▶ _Text passage_:

Research has suggested that collectivism exists to defend against infectious diseases. Therefore, cultures that have a higher rate of infections will be more likely to become collectivist. This has been based on a number of observations. Firstly, collectivists place a lot of emphasis on their in-group, caring for one another and hence protecting each other from the negative effects of contagion. This is likely due to the fact that one's immune system works to defend the body from local parasites; however, this still allows for the risk of unfamiliar infections resulting in illness as the immune system has not been able to evolve in response to these novel parasites. Hence, ensuring that those in the in-group are not affected by a novel disease will subsequently result in a reduced risk of encountering a novel parasite from an exposed person an individual remains in close proximity with.

Secondly, collectivist cultures are untrusting of those outside of their in-group, which may serve as a protective behaviour against interactions with those in groups that may harbour novel diseases. In similar vein to the explanation presented with one's protective nature of their in-group members, one's immune system is well adapted to local parasites and will be unable to effectively protect against unfamiliar pathogens. Therefore, avoidance of those outside of one's inner circle will aid in the prevention of being exposed to novel and dangerous pathogens that the immune system is unable to defend against.

Thirdly, it has been observed that collectivist groups exhibit strong negative attitudes when an individual goes against their social norms. A relevant example is deviating from the way that food is prepared, which could result in a higher possibility of exposure to new and threatening pathogens. Hence, this strong social norm, is effectively in place to prevent group members from being negligent and becoming ill with a novel parasite – which then could pass onto other members of the group.

=== Individualist ===

Individualist societies, however, are very different to collectivist through their promotion of looking out for oneself, rather than worrying about the needs of the group. This is partly due to these cultures being predominantly in geographical locations which are under a lot less danger from parasite invasions.
Unlike collectivists, individualists make much less of a distinction between in-groups and out-groups. A clear distinction, that individualism shows from collectivism, comes from the active encouragement individualist cultures place upon individuals straying from the current social norms.

▶ _Things to do_:
- A) Retype the passage above on collectivism and infectious disease from "Thirdly, it has" up to and including "from parasite invasions.".
- B) Translate this sentence from the passage on collectivism and infectious disease into Spanish: "Unlike collectivists, individualists make much less of a distinction between in-groups and out-groups."
- C) Carry on the passage about collectivism, individualism and infectious disease, starting after its final sentence.

▶ _Record set_:
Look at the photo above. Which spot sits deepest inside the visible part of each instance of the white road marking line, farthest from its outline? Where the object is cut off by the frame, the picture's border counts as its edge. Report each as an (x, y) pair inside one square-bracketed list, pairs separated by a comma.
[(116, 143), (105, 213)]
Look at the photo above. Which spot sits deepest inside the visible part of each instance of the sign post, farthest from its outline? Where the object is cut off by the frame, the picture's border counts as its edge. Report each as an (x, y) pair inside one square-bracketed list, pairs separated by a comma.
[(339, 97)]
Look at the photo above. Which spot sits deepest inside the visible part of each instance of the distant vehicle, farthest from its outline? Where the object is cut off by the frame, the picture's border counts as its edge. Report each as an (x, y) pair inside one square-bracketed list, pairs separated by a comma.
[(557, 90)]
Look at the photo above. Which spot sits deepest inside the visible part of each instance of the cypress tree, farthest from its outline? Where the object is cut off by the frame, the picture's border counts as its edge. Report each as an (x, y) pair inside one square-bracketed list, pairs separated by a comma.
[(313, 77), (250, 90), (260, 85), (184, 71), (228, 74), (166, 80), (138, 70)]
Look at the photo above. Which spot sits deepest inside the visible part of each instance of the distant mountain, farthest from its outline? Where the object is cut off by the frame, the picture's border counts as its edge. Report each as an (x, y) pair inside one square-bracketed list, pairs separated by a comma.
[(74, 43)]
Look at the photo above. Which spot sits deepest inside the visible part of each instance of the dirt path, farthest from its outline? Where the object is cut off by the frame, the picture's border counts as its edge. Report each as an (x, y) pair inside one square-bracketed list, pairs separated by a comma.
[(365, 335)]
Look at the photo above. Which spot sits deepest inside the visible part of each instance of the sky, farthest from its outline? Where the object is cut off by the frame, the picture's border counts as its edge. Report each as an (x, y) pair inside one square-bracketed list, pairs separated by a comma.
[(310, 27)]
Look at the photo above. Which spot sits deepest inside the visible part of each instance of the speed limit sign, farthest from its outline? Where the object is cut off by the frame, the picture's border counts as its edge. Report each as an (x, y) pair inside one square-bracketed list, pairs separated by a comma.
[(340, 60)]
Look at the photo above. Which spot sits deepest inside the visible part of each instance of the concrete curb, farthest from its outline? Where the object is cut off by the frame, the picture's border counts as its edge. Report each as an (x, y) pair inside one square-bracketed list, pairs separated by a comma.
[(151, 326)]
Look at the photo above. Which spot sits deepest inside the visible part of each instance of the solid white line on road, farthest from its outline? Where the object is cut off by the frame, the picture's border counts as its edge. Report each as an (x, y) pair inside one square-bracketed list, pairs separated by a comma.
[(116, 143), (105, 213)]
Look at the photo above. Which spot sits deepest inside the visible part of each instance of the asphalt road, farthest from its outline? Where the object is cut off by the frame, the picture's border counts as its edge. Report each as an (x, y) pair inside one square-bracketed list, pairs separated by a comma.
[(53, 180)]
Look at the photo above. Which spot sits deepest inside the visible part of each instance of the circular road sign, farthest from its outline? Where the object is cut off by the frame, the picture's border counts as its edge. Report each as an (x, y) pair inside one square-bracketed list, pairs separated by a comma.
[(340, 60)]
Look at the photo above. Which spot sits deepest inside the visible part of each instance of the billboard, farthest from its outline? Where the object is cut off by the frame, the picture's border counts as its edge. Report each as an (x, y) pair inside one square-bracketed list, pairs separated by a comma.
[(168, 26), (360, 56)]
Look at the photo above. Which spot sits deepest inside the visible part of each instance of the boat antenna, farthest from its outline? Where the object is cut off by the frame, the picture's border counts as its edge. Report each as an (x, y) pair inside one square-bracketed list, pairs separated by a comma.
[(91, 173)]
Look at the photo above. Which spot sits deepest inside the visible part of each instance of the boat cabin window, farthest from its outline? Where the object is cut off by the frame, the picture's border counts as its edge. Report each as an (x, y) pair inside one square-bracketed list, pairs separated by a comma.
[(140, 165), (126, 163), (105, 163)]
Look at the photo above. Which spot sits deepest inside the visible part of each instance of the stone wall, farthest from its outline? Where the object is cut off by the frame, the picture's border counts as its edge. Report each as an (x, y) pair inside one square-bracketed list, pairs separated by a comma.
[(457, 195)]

▶ _Results for each task_:
- A)
Thirdly, it has been observed that collectivist groups exhibit strong negative attitudes when an individual goes against their social norms. A relevant example is deviating from the way that food is prepared, which could result in a higher possibility of exposure to new and threatening pathogens. Hence, this strong social norm, is effectively in place to prevent group members from being negligent and becoming ill with a novel parasite – which then could pass onto other members of the group.

=== Individualist ===

Individualist societies, however, are very different to collectivist through their promotion of looking out for oneself, rather than worrying about the needs of the group. This is partly due to these cultures being predominantly in geographical locations which are under a lot less danger from parasite invasions.

- B) A diferencia de los colectivistas, los individualistas hacen mucha menos distinción entre endogrupos y exogrupos.

- C)
=== Criticism ===

Some authors have pointed out that parasite stress is a misleading term because the described phenomenon includes viruses. A virus does not fit the definition of a parasite because a parasite is defined as an organism, and a virus is not an organism. Some authors use the name pathogen-stress theory instead.

Several scientists have criticized the theory that pathogen stress can explain differences in collectivism versus individualism, suggesting that the observed correlations were spurious.
Anthropologist Daniel Hruschka and human biologist Joseph Henrich have proposed an alternative explanation of the observed cultural differences. In colonial times, European colonizers established efficient social institutions in countries with low mortality. In places where mortality was high due to infectious diseases, they set up extractive systems with less settling of Europeans. The more-efficient government institutions inherited from colonial times in low mortality countries can explain the observed differences in cultural values.

=== Parasite influence on food preference across cultures ===

This difference in culture due to pathogen avoidance has also been seen in the contrast of food preferences between cultures. Research investigated the possibility that individuals will have a preference for spices in their cooking to defend against food-borne human parasites. This was tested through measuring the types and numbers of spices used in recipes across various regions across the world – it was found that temperature was a good predictor of the use of anti-pathogen spices. This finding makes sense when considering that temperature is a breeding ground for parasites.